* What to work on: Print the data once more, exactly as supplied.

--- Data in this exercise ---

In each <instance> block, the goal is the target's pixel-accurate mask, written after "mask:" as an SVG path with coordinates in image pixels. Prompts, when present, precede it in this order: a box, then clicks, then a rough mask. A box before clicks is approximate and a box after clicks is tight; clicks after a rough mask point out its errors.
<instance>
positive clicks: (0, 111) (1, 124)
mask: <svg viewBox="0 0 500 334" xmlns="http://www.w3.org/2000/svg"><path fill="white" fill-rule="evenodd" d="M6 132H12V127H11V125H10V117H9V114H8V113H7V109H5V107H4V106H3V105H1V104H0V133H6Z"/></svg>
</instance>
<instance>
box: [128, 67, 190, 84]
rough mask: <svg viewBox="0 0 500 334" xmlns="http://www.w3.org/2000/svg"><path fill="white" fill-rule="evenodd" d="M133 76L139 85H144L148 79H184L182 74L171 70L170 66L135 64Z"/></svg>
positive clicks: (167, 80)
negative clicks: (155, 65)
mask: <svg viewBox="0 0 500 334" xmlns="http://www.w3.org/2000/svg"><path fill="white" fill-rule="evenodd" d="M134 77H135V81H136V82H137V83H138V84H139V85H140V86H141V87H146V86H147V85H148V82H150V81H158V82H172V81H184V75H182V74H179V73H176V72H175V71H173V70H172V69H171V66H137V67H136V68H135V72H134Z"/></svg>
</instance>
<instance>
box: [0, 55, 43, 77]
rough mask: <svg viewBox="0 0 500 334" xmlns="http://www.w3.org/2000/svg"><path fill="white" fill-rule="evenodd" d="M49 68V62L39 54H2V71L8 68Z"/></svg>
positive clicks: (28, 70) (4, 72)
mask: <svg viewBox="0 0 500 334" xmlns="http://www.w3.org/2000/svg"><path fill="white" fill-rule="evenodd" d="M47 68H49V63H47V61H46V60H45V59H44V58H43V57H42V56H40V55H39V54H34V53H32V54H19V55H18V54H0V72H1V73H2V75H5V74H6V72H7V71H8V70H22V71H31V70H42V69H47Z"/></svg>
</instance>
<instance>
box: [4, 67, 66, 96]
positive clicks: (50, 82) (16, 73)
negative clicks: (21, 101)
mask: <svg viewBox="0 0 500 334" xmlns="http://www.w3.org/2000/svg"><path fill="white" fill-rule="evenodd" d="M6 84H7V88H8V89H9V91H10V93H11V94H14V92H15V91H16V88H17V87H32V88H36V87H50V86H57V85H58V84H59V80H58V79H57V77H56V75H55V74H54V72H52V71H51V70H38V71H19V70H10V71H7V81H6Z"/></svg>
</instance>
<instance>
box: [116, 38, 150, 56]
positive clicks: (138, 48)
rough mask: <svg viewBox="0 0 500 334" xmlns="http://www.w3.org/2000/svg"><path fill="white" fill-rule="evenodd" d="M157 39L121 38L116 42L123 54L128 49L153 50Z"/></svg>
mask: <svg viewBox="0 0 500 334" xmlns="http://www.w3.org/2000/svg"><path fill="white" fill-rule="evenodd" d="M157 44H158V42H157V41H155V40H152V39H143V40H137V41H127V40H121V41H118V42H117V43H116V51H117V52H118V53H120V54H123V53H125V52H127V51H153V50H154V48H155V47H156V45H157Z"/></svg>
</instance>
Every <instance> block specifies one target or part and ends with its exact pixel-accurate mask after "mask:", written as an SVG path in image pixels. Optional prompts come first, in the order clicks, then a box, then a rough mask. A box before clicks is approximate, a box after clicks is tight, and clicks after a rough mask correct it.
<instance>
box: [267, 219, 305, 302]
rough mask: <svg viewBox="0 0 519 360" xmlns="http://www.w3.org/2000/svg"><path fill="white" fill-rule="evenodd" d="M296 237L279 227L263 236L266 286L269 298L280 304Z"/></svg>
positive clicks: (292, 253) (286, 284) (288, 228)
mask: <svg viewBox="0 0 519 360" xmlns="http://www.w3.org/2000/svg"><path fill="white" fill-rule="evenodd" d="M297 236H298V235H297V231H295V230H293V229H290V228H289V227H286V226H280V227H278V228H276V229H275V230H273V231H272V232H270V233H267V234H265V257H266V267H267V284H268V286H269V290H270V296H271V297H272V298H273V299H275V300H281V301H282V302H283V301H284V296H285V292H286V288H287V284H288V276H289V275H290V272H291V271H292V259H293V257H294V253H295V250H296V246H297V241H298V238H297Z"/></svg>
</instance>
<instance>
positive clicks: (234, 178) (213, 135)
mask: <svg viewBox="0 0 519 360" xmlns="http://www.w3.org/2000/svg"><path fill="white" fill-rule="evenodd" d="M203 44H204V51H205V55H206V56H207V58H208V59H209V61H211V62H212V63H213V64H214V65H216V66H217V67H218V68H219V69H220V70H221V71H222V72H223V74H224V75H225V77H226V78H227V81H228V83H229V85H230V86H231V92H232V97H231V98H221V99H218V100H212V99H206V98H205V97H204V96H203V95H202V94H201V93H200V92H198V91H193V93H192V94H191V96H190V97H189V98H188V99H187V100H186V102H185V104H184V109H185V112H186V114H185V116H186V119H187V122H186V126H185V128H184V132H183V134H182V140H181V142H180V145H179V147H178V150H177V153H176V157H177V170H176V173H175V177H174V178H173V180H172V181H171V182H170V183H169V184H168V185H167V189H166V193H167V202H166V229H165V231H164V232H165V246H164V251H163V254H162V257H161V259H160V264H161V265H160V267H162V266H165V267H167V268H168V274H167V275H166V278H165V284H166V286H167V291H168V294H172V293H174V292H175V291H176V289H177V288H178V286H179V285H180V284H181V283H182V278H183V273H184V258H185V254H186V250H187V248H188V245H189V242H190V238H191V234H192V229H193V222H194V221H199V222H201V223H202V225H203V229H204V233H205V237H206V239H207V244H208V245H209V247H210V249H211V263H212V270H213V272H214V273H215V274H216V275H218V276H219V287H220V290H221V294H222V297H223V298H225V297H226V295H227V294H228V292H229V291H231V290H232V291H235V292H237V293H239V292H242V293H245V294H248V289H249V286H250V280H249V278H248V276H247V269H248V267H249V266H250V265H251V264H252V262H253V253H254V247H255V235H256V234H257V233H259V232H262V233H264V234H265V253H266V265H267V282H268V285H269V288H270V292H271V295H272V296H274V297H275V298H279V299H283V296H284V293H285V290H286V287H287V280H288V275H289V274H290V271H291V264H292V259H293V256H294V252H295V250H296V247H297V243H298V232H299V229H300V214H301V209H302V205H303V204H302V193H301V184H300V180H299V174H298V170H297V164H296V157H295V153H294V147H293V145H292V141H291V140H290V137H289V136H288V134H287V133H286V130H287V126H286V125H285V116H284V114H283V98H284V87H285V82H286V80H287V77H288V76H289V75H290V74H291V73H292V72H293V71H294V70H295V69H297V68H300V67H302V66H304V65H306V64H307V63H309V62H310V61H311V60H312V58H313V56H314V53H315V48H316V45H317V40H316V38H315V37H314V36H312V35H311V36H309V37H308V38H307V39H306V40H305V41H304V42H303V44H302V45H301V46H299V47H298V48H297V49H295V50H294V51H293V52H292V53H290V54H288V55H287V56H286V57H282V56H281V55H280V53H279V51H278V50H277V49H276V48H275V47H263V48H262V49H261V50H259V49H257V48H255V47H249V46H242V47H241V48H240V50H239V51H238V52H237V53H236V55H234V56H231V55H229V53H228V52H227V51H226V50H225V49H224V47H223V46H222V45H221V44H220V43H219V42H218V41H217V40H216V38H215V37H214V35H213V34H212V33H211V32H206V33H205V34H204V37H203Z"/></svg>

---

* Result:
In each <instance> block, the goal is the target's pixel-accurate mask, written after "mask:" as an SVG path with coordinates in image pixels. Prompts, when present, precede it in this order: a box, then clicks, then a rough mask. A box before clicks is approximate and a box after clicks is tight; clicks after a rough mask point out its errors.
<instance>
positive clicks: (0, 111) (1, 124)
mask: <svg viewBox="0 0 500 334" xmlns="http://www.w3.org/2000/svg"><path fill="white" fill-rule="evenodd" d="M6 132H12V127H11V125H10V117H9V114H8V113H7V109H5V107H4V106H3V105H1V104H0V133H6Z"/></svg>
</instance>
<instance>
box: [128, 67, 190, 84]
rough mask: <svg viewBox="0 0 500 334" xmlns="http://www.w3.org/2000/svg"><path fill="white" fill-rule="evenodd" d="M133 76L139 85H144L148 79H184L182 74L171 70L170 66L135 64Z"/></svg>
positive clicks: (167, 80)
negative clicks: (155, 65)
mask: <svg viewBox="0 0 500 334" xmlns="http://www.w3.org/2000/svg"><path fill="white" fill-rule="evenodd" d="M134 77H135V81H136V82H137V83H138V84H139V85H140V86H141V87H146V86H147V85H148V82H150V81H158V82H172V81H184V75H182V74H179V73H176V72H175V71H173V70H172V69H171V66H137V67H136V68H135V72H134Z"/></svg>
</instance>
<instance>
box: [0, 55, 43, 77]
rough mask: <svg viewBox="0 0 500 334" xmlns="http://www.w3.org/2000/svg"><path fill="white" fill-rule="evenodd" d="M49 68V62L39 54H2V71L8 68Z"/></svg>
positive clicks: (28, 70) (4, 72)
mask: <svg viewBox="0 0 500 334" xmlns="http://www.w3.org/2000/svg"><path fill="white" fill-rule="evenodd" d="M47 68H49V63H47V61H46V60H45V59H44V58H43V57H42V56H40V55H39V54H34V53H32V54H19V55H18V54H0V72H1V73H2V75H5V74H6V72H7V71H8V70H22V71H31V70H42V69H47Z"/></svg>
</instance>
<instance>
box: [4, 67, 66, 96]
positive clicks: (50, 82) (16, 73)
negative clicks: (21, 101)
mask: <svg viewBox="0 0 500 334" xmlns="http://www.w3.org/2000/svg"><path fill="white" fill-rule="evenodd" d="M6 84H7V88H8V89H9V91H10V93H11V94H14V92H15V91H16V88H17V87H32V88H36V87H50V86H57V85H58V84H59V80H58V79H57V77H56V75H55V74H54V72H52V71H51V70H38V71H19V70H10V71H7V81H6Z"/></svg>
</instance>
<instance>
box: [116, 38, 150, 56]
positive clicks: (138, 48)
rough mask: <svg viewBox="0 0 500 334" xmlns="http://www.w3.org/2000/svg"><path fill="white" fill-rule="evenodd" d="M157 39L121 38L116 42L123 54L128 49L153 50Z"/></svg>
mask: <svg viewBox="0 0 500 334" xmlns="http://www.w3.org/2000/svg"><path fill="white" fill-rule="evenodd" d="M157 44H158V42H157V41H155V40H152V39H143V40H137V41H127V40H121V41H118V42H117V43H116V51H117V52H118V53H120V54H123V53H125V52H127V51H153V50H154V48H155V47H156V45H157Z"/></svg>
</instance>
Every <instance> block specifies one target or part and ends with its exact pixel-accurate mask after "mask:", written as an SVG path in image pixels. Optional prompts come first, in the order clicks, then a box, then a rough mask. A box before clicks is approximate, a box after clicks is tight, and clicks after a rough mask correct it.
<instance>
box: [267, 219, 305, 302]
rough mask: <svg viewBox="0 0 519 360" xmlns="http://www.w3.org/2000/svg"><path fill="white" fill-rule="evenodd" d="M296 237L279 227L263 236L266 286L269 298L280 304Z"/></svg>
positive clicks: (292, 253) (286, 284) (288, 228)
mask: <svg viewBox="0 0 519 360" xmlns="http://www.w3.org/2000/svg"><path fill="white" fill-rule="evenodd" d="M297 236H298V235H297V231H295V230H293V229H290V228H289V227H286V226H280V227H278V228H276V229H275V230H273V231H272V232H270V233H267V234H265V257H266V267H267V284H268V286H269V290H270V296H271V297H272V298H273V299H275V300H281V301H282V302H283V301H284V296H285V292H286V288H287V284H288V276H289V275H290V272H291V271H292V259H293V257H294V253H295V250H296V246H297V241H298V238H297Z"/></svg>
</instance>
<instance>
positive clicks: (234, 178) (213, 135)
mask: <svg viewBox="0 0 519 360" xmlns="http://www.w3.org/2000/svg"><path fill="white" fill-rule="evenodd" d="M203 44H204V51H205V55H206V56H207V58H208V59H209V61H211V62H212V63H213V64H214V65H216V66H217V67H218V68H219V69H220V70H221V71H222V72H223V74H224V75H225V77H226V78H227V81H228V83H229V85H230V86H231V92H232V97H231V98H221V99H218V100H212V99H206V98H205V97H204V96H203V95H202V94H201V93H200V92H198V91H193V93H192V94H191V96H190V97H189V98H188V99H187V100H186V102H185V104H184V109H185V112H186V114H185V116H186V119H187V122H186V126H185V128H184V132H183V134H182V140H181V142H180V145H179V147H178V150H177V153H176V157H177V170H176V173H175V177H174V178H173V180H172V181H171V182H170V183H169V184H168V185H167V189H166V193H167V202H166V229H165V231H164V232H165V246H164V251H163V254H162V257H161V259H160V264H161V265H160V267H162V266H165V267H167V268H168V274H167V275H166V278H165V284H166V286H167V291H168V294H172V293H174V292H175V291H176V289H177V288H178V286H179V285H180V284H181V283H182V278H183V273H184V258H185V254H186V250H187V248H188V245H189V242H190V238H191V234H192V229H193V222H194V221H199V222H201V223H202V225H203V229H204V233H205V237H206V239H207V244H208V245H209V247H210V249H211V263H212V270H213V272H214V273H215V274H216V275H218V276H219V287H220V290H221V294H222V297H223V298H225V297H226V295H227V294H228V292H229V291H231V290H232V291H235V292H237V293H239V292H242V293H245V294H248V289H249V286H250V280H249V278H248V276H247V269H248V267H249V266H250V265H251V264H252V262H253V253H254V247H255V235H256V234H257V233H259V232H262V233H264V234H265V253H266V265H267V282H268V285H269V288H270V292H271V295H272V296H274V297H275V298H279V299H283V296H284V293H285V290H286V287H287V280H288V275H289V274H290V271H291V264H292V259H293V256H294V252H295V250H296V247H297V243H298V232H299V229H300V214H301V209H302V205H303V204H302V193H301V184H300V180H299V174H298V170H297V164H296V157H295V153H294V147H293V145H292V141H291V140H290V137H289V136H288V134H287V133H286V130H287V126H286V125H285V116H284V114H283V98H284V87H285V82H286V80H287V77H288V76H289V75H290V74H291V73H292V72H293V71H294V70H295V69H297V68H300V67H302V66H304V65H306V64H307V63H309V62H310V61H311V60H312V58H313V56H314V53H315V48H316V45H317V40H316V38H315V37H314V36H312V35H311V36H309V37H308V38H307V39H306V40H305V41H304V42H303V44H302V45H301V46H299V47H298V48H297V49H295V50H294V51H293V52H292V53H290V54H288V55H287V56H286V57H282V56H281V55H280V53H279V51H278V50H277V49H276V48H275V47H263V48H262V49H261V50H259V49H257V48H255V47H249V46H242V47H241V48H240V50H239V51H238V52H237V53H236V55H234V56H231V55H229V53H228V52H227V51H226V50H225V49H224V47H223V46H222V45H221V44H220V43H219V42H218V41H217V40H216V38H215V37H214V35H213V34H212V33H211V32H206V33H205V34H204V37H203Z"/></svg>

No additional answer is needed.